Задание a:
Ответьте на вопросы по тексту:
(i) В какие годы Пётр Шувалов был начальником Третьего отделения?
(ii) Какое прозвище получил Шувалов?
(iii) Что выпустил Абрам Рейтблат, пока не написал авторскую книгу о Булгарине?

Текст:
******************************

Иван Толстой: Что написано в России о тайной полиции? – разговор продолжает Олег Будницкий.



Олег Будницкий: Есть любопытные мемуары и жандармские, мемуарный очерк небольшой, но очень занимательный Анатолий Федоровича Кони о Петре Шувалове, который был начальником Третьего отделения с 1866 по 1874 год, и который получил кличку Петр Четвертый. Появилась даже такая эпиграмма:



Над Россией распростертой


стал внезапною грозой


Петр по прозвищу Четвертый,


Император же второй.



То есть такой аналог всесильного временщика, хотя, конечно, Шувалов не был свирепым и всевластным. Но что-то такое было, он умело запугивал императора. После покушения Каракозова тот был в некотором недоумении, в панике. И вот 8 лет Шувалов эксплуатировал царские страхи, нагнетал ужасы, пользовался колоссальным доверием и властью. Правда, когда император осознал, что тут есть некоторый перегиб, то он сказал за карточной игрой: «Шувалов, знаешь, я назначил тебя послом в Лондоне». Так и кончилась блестящая карьера «Петра Четвертого», ибо для любого другого назначение послом в Лондоне, на важнейший дипломатический пост, было бы важным и почетным, но для человека, который фактически стал первым лицом в государстве это была, разумеется, ссылка. И Шувалов уже никогда не смог вернуть себе прежнего положения, хотя он продолжал занимать крупные посты.



Иван Толстой: В общественном, в культурном сознании, еще со школьных лет фигура Фаддея Венедиктовича Булгарина плотно, тесно, неразрывно связана с Третьим отделением и с понятием о литературном и общественном доносе. Светлая сторона олицетворяется Пушкиным в нашем сознании, темная сторона олицетворяется Булгариным. Вы написали книгу о Булгарине. Как вы оцениваете сейчас эту фигуру, тем более, что за последние 15 лет произошла очень серьезная переоценка русского прошлого и всего, что связано с монархией, с властью, с прежними представлениями о добре и зле?



Абрам Рейтблат: Сразу же внесу небольшое уточнение. Книгу о Булгарине очень хотелось бы написать, но, как таковую, авторскую, я пока не написал. Я выпустил сборник записок Булгарина в Третье отделение, где есть достаточно развернутое предисловие, характеризующее его литературную, политическую и идеологическую деятельность.


Теперь насчет Фаддея Венедиктовича. Я бы сказал, что все то, что писалось о нем, это не совсем полно. Он еще теснее был связан с Третьим отделением. Он играл очень большую роль, особенно в ранний период при фон Фоке, и многого мы не знаем и узнаем или нет, неизвестно. Я думаю, что его советы, его обсуждения совместные с фон Фоком во многом определили и формы деятельности Третьего отделения. По крайней мере, в этой сфере, в сфере руководства и формирования общественного мнения и в плане каких-то конкретных акций, направлений деятельности, содержания деятельности, самой идеологии, которая вырабатывалась и распространялась в этот период, и когда много говорится о теории официальной народности я, все-таки, полагаю, что длительное время до и во многом параллельно существовал и большую роль играл тот вариант идеологии, который был выработан Фоком, Гречем, Булгариным и еще рядом лиц, связанных с Третьим отделением.

******************************

Материал к заданию:
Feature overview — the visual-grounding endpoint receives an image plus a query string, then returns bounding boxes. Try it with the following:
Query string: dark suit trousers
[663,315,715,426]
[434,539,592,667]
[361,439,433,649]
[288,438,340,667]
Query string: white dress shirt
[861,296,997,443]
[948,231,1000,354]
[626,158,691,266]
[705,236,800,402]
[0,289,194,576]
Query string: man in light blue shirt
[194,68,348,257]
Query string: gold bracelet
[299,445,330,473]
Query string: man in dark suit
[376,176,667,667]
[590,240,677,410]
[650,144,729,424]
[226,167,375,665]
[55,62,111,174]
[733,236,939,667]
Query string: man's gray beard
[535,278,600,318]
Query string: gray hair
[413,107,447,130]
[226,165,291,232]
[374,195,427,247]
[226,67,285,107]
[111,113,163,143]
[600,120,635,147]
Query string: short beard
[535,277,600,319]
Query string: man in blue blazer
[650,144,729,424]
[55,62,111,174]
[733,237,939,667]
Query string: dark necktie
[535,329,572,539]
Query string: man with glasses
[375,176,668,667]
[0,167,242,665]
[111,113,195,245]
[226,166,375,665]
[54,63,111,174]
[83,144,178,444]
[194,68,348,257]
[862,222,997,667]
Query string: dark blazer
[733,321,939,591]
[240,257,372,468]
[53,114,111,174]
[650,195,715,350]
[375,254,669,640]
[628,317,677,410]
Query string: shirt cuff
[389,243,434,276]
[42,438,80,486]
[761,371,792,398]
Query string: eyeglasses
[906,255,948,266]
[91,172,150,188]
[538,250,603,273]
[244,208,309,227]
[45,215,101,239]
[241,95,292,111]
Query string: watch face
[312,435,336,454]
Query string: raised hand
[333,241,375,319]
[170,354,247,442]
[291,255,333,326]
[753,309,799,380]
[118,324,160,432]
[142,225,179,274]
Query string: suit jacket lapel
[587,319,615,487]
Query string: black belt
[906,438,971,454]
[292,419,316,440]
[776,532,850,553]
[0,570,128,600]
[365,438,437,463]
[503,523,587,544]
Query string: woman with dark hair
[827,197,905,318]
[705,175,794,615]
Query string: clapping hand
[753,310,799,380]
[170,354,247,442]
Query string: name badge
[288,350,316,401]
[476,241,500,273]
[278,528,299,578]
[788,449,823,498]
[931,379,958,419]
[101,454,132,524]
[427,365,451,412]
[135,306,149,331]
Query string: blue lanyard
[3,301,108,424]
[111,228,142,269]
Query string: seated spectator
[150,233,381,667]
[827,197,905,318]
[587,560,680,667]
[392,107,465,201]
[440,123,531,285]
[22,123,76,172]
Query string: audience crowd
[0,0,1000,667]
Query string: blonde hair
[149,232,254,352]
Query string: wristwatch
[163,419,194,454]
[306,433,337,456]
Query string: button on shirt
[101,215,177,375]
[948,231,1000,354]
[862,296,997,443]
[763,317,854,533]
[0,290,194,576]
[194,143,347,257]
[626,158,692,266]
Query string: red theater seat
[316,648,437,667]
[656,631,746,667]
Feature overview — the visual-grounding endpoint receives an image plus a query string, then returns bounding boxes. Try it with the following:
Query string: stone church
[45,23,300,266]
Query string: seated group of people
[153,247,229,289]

******************************

Задание b: Перепишите слово в слово отрезок перечня от строки, содержащей «Query string: button on shirt», до конца перечня, включая обе границы.

Ответ a:
(i) С 1866 по 1874 год.
(ii) Пётр Четвёртый.
(iii) Сборник записок Булгарина в Третье отделение с развёрнутым предисловием.

Ответ b:
Query string: button on shirt
[101,215,177,375]
[948,231,1000,354]
[862,296,997,443]
[763,317,854,533]
[0,290,194,576]
[194,143,347,257]
[626,158,692,266]
Query string: red theater seat
[316,648,437,667]
[656,631,746,667]
Feature overview — the visual-grounding endpoint receives an image plus a query string, then returns bounding boxes. Try it with the following:
Query string: stone church
[45,23,300,266]
Query string: seated group of people
[153,247,229,289]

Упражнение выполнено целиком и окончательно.